*** Opening Data to use ***

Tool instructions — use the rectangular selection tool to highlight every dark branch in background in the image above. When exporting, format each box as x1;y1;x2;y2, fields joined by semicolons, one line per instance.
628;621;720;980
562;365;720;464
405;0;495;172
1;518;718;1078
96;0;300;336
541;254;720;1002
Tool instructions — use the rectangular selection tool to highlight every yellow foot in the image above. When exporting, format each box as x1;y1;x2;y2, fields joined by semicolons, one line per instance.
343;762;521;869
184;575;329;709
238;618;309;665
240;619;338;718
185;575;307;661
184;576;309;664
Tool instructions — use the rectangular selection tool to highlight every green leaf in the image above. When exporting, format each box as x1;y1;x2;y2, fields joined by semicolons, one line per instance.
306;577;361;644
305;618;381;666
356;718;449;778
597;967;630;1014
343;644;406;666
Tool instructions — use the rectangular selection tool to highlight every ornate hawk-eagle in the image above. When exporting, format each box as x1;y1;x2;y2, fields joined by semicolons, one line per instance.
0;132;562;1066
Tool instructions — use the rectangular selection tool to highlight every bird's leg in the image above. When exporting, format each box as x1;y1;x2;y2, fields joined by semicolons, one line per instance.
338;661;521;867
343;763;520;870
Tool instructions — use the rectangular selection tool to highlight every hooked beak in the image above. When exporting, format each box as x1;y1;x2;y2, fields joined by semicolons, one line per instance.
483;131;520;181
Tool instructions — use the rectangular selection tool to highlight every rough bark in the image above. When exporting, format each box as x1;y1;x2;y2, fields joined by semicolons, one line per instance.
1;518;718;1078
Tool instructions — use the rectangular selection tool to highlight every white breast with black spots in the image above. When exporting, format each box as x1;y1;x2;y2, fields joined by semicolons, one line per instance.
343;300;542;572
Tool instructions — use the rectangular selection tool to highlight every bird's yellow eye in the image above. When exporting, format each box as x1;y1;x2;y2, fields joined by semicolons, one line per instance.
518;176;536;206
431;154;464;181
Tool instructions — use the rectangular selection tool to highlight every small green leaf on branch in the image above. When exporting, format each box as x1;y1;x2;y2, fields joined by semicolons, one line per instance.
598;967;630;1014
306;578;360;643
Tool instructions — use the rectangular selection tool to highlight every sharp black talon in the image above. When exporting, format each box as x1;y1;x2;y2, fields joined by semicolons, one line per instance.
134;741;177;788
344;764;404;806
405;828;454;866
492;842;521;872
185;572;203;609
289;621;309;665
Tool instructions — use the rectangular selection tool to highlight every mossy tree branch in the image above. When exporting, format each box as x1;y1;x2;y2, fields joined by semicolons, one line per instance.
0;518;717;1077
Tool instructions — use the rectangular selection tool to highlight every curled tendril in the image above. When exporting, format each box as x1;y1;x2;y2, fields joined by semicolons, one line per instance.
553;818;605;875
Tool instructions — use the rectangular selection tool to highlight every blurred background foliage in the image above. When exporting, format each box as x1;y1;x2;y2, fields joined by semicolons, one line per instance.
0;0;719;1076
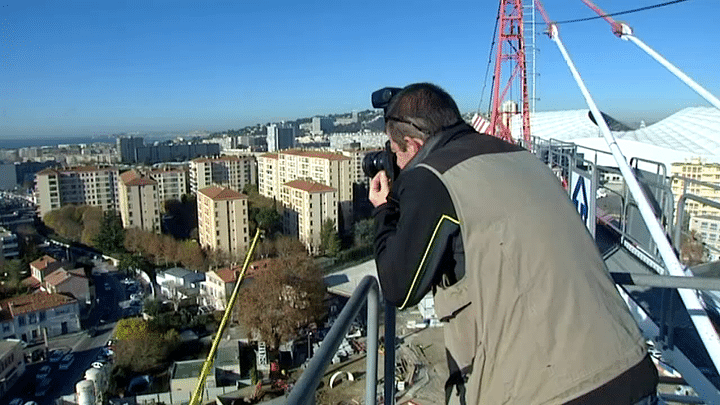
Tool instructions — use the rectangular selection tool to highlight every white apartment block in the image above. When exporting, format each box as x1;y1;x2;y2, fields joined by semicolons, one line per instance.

*** Closing Data to use ***

# What the task asks:
Any picture in the listing above gets left out; output the rest exactly.

# Exercise answer:
Tool instructions — use the rectangular selection tool to highlight every dark branch in background in the image above. When exporting, format each box as x1;y1;x2;y2, fields joined by semicolons, one line per instance.
628;621;720;980
562;365;720;464
405;0;495;172
1;518;718;1078
96;0;300;336
541;254;720;1002
Tool instructions — use the rectangular selection tool to highlight every yellow foot in the image above. When exporting, format each box as x1;y1;x2;y2, fields joined by semicolons, one line per instance.
343;762;521;869
184;575;329;709
238;618;309;665
240;619;338;718
185;575;307;661
184;576;309;664
Tool instructions — use the rectangular selection tool to highlight every green leaf in the image above. When exporting, format each box as x1;y1;x2;y2, fields joined by semicolons, one line per instance.
306;577;361;644
305;618;381;666
356;718;449;778
597;967;630;1014
343;644;406;666
Tool instructions — use the rectangular selection tool to highlight every ornate hawk-eagle in the image above. When exporting, format each box as x1;y1;x2;y2, fields joined by semicolons, one line per instance.
0;132;562;1066
Tool instructions — use the rectangular selection tool to highlight every bird's leg in the image above. When exporting, format each box as x1;y1;x2;y2, fields joined by semicolons, one line per instance.
338;661;521;867
343;763;520;870
Tool instructions — use the rectangular selection tool to highlight every hooked beak in the image above. When exporting, format each box as x1;y1;x2;y2, fields joined by semicolons, one line per instance.
483;131;520;181
Tool instructions — use the rectangular selection tool to highlight every rough bark in the image above. When exporting, format each box as x1;y1;x2;y2, fields joined by semicolons, one line per instance.
1;518;718;1078
Tool instructions — use the rectangular selection tool to highlight every white breast with black spots in the image above. When exporting, format each box as x1;y1;x2;y2, fields joined by semicolons, one line per instance.
343;300;542;572
Tool instructions — use the rectangular selection tool to highlight every bird's yellow eye in the image above. When exporting, format each box as x1;y1;x2;y2, fields joined by semicolons, one line per instance.
518;176;536;206
431;154;464;181
Tool instructions — use the rectangular selection tool to highlight every small green leaf on branch in the image above. When exporting, format each box as x1;y1;x2;y2, fields joined by semicolons, one line per instance.
598;967;630;1014
306;578;360;643
Tool instructions — use the rectangular selection tool to highlight every sharp black talon in the image above. When exporting, format each box as x1;y1;x2;y2, fields joined by semicolons, one line per instance.
134;741;177;788
344;764;404;806
405;828;454;866
492;842;521;872
185;572;203;609
289;621;309;665
Tool instructions — use the rectangular selection tool to highlight every mossy tree branch in the image above. When exporting, format each box as x1;y1;x2;y2, fields joined by semicolons, one line per instance.
0;518;717;1077
Tool instructions — use the rectangular selection tool to highlight every curled tendril in the image above. When exporting, format each box as x1;y1;x2;y2, fields joined by semicolons, one line per instance.
553;818;605;875
Tool instructions — use the rectangular selection tool to highlight every blurred background foliage in the image above. When exporting, format each box as x1;y1;x2;y2, fields joined by semicolons, one line per instance.
0;0;719;1076
Tool instructions — use the rectangular selection tool to highlight every white apartment block in the image above. When exporting, format each box as x1;y1;x2;y2, fields joined by semicolons, one line per instance.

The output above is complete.